We're a talented bunch. In our own ways each of us is repairing the damage,
putting things on a solid footing and moving ahead. It's working.
2.
The repairs are painful -- big layoffs, factory shutterings, bank closures
-- but they're part of the solution. They're not the problem. We overextended
(part of the human condition). We built too much capacity. Now we need to
cut back. We'll cut too much back. Which means there'll be opportunities for
cash. Cash remains King.
3.
Government will not solve this. It will make things worse. It will seriously
distort the economy.
James Tisch, Loews Corp.s CEO, says Congress is killing
the hotel business. Washington created much of today's mess -- from encouraging
lending to deadbeats to own houses to dropping interest rates to ridiculously
low rates, from lightening up on financial regulation to "bailing"
out preferred banks but letting non-preferred ones die. There is a serious
role for government. It would be nice if I could trust peanut butter.
4.
Crises bring out snake oil. Obama
says "failing to act could lead to a catastrophe."
He warns of a "lost decade." Meantime,
he burdens our national debt to where economists warn of serious dangers to
the U.S. dollar (especially as the Chinese pull away from owning Treasurys).
Some now refer to the U.S. as a banana republic with nukes."
5.

WORK TO DO: Copy the text on the economic crisis from "James Tisch, Loews" to "trust peanut butter.", substituting "Capitol Hill" for "Washington". The material is separate from the text on the economic crisis.

DATA SECTION:
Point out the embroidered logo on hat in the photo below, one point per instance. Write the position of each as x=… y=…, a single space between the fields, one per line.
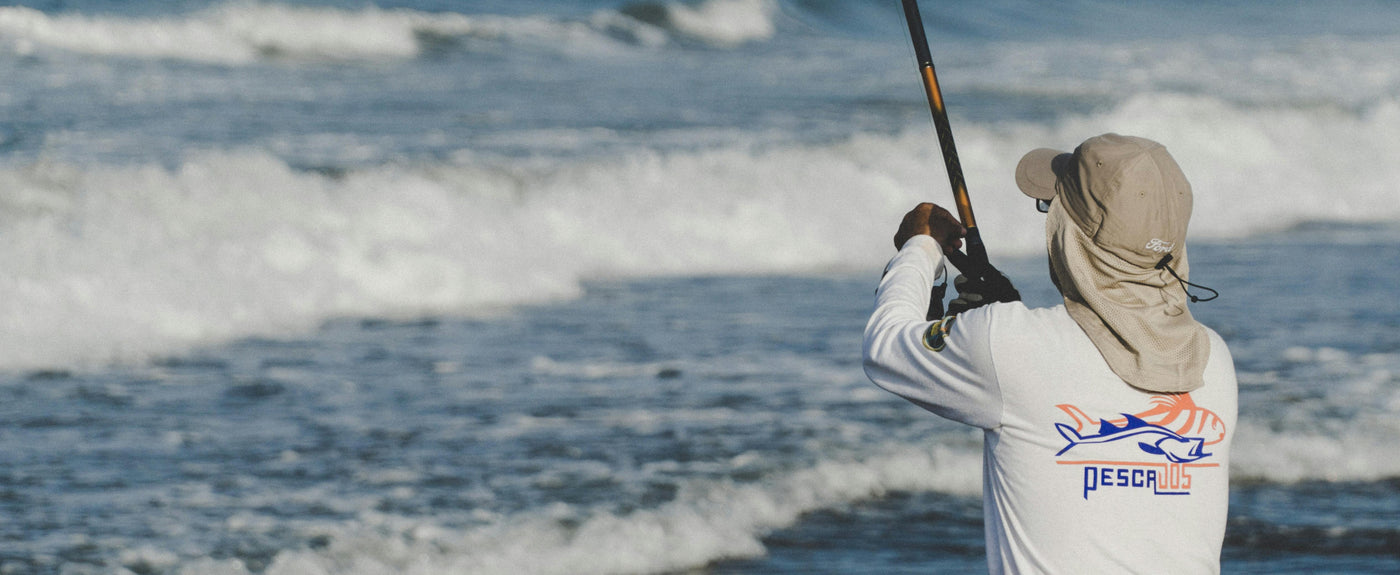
x=1161 y=245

WRITTEN SOLUTION:
James Tisch, Loews Corp.s CEO, says Congress is killing
the hotel business. Capitol Hill created much of today's mess -- from encouraging
lending to deadbeats to own houses to dropping interest rates to ridiculously
low rates, from lightening up on financial regulation to "bailing"
out preferred banks but letting non-preferred ones die. There is a serious
role for government. It would be nice if I could trust peanut butter.